### [Work required]
Given the records below, the lines starting at the line with "For every instance of the smoke" and ending at the line with "Where can you spot the white" should be output exactly, both end lines kept and pictures left out.

Saved entries:
*** Begin section ***

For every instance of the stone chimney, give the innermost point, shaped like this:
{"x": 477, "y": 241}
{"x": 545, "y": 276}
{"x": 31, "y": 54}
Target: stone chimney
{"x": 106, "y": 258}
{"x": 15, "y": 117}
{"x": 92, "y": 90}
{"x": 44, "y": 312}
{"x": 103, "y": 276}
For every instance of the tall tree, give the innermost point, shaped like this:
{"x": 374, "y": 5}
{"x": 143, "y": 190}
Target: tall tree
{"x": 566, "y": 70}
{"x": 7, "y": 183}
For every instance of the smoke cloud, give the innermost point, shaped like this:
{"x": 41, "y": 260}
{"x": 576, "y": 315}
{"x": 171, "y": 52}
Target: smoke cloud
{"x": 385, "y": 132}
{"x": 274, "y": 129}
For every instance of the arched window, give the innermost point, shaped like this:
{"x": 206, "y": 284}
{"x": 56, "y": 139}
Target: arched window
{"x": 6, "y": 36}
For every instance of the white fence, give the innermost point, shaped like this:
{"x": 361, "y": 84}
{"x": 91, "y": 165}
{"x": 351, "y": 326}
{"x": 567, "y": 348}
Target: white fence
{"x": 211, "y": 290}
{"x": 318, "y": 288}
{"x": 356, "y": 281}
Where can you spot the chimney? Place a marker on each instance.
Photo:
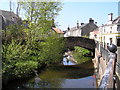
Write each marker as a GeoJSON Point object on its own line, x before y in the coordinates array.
{"type": "Point", "coordinates": [91, 20]}
{"type": "Point", "coordinates": [68, 28]}
{"type": "Point", "coordinates": [82, 23]}
{"type": "Point", "coordinates": [110, 17]}
{"type": "Point", "coordinates": [77, 25]}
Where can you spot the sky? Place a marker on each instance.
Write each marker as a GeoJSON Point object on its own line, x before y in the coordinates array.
{"type": "Point", "coordinates": [81, 11]}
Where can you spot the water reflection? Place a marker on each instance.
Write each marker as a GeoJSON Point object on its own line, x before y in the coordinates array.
{"type": "Point", "coordinates": [67, 62]}
{"type": "Point", "coordinates": [67, 75]}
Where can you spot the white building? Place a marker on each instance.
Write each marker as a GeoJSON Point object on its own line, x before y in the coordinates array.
{"type": "Point", "coordinates": [82, 30]}
{"type": "Point", "coordinates": [110, 32]}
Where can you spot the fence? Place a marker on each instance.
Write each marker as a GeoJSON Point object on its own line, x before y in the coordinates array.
{"type": "Point", "coordinates": [107, 79]}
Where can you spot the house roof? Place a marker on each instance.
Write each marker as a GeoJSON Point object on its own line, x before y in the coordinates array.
{"type": "Point", "coordinates": [57, 30]}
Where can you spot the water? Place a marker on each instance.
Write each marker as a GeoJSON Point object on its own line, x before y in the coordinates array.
{"type": "Point", "coordinates": [66, 75]}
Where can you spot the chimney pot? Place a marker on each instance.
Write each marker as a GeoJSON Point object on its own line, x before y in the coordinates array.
{"type": "Point", "coordinates": [91, 20]}
{"type": "Point", "coordinates": [110, 16]}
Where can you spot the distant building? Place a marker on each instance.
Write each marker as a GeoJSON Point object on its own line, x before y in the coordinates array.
{"type": "Point", "coordinates": [7, 18]}
{"type": "Point", "coordinates": [81, 30]}
{"type": "Point", "coordinates": [110, 32]}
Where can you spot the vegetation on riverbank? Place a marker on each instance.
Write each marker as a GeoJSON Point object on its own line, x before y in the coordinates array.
{"type": "Point", "coordinates": [28, 48]}
{"type": "Point", "coordinates": [81, 55]}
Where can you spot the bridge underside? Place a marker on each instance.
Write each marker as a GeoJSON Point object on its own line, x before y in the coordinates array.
{"type": "Point", "coordinates": [87, 43]}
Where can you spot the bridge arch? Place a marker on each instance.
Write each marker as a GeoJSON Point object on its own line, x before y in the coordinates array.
{"type": "Point", "coordinates": [86, 43]}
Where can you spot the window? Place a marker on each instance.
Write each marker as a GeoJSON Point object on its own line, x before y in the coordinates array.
{"type": "Point", "coordinates": [118, 42]}
{"type": "Point", "coordinates": [118, 27]}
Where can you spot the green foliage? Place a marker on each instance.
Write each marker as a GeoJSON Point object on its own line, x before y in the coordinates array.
{"type": "Point", "coordinates": [16, 59]}
{"type": "Point", "coordinates": [28, 48]}
{"type": "Point", "coordinates": [79, 55]}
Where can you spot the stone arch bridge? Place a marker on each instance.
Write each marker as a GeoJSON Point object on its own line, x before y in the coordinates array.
{"type": "Point", "coordinates": [80, 41]}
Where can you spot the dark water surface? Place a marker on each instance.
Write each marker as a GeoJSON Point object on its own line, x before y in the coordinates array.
{"type": "Point", "coordinates": [66, 75]}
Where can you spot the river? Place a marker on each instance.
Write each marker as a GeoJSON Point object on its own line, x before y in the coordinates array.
{"type": "Point", "coordinates": [66, 75]}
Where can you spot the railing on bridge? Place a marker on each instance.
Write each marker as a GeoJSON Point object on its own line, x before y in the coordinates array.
{"type": "Point", "coordinates": [107, 80]}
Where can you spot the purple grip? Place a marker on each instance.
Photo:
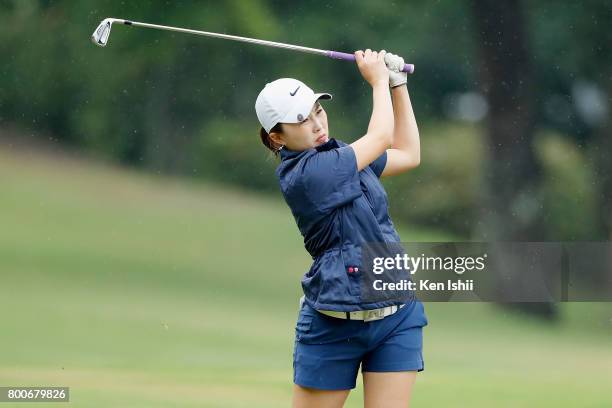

*** End section ***

### [Output below]
For every instance of the smoke cloud, give the innermost point, shaped like this:
{"x": 41, "y": 260}
{"x": 576, "y": 315}
{"x": 171, "y": 52}
Target: smoke cloud
{"x": 385, "y": 132}
{"x": 274, "y": 129}
For every instance of the arched window, give the innermost point, shaped like this:
{"x": 206, "y": 284}
{"x": 56, "y": 139}
Target: arched window
{"x": 6, "y": 36}
For every instance of the white fence, give the innermost point, shaped like this:
{"x": 361, "y": 84}
{"x": 91, "y": 165}
{"x": 351, "y": 326}
{"x": 567, "y": 348}
Target: white fence
{"x": 211, "y": 290}
{"x": 318, "y": 288}
{"x": 356, "y": 281}
Where can you spot the chimney? Place a marker on each instance.
Photo:
Write each marker as a GeoJSON Point object on its own line, x before y in the coordinates array.
{"type": "Point", "coordinates": [91, 20]}
{"type": "Point", "coordinates": [68, 28]}
{"type": "Point", "coordinates": [82, 23]}
{"type": "Point", "coordinates": [110, 17]}
{"type": "Point", "coordinates": [77, 25]}
Where can you spot the sky? Place a marker on each instance.
Write each marker as a GeoJSON Point object on its own line, x before y in the coordinates array.
{"type": "Point", "coordinates": [81, 11]}
Where can you spot the water reflection? Place a marker on each instance.
Write each marker as a GeoJSON Point object on its own line, x before y in the coordinates array.
{"type": "Point", "coordinates": [67, 62]}
{"type": "Point", "coordinates": [67, 75]}
Where can you spot the white building? Place a marker on each instance.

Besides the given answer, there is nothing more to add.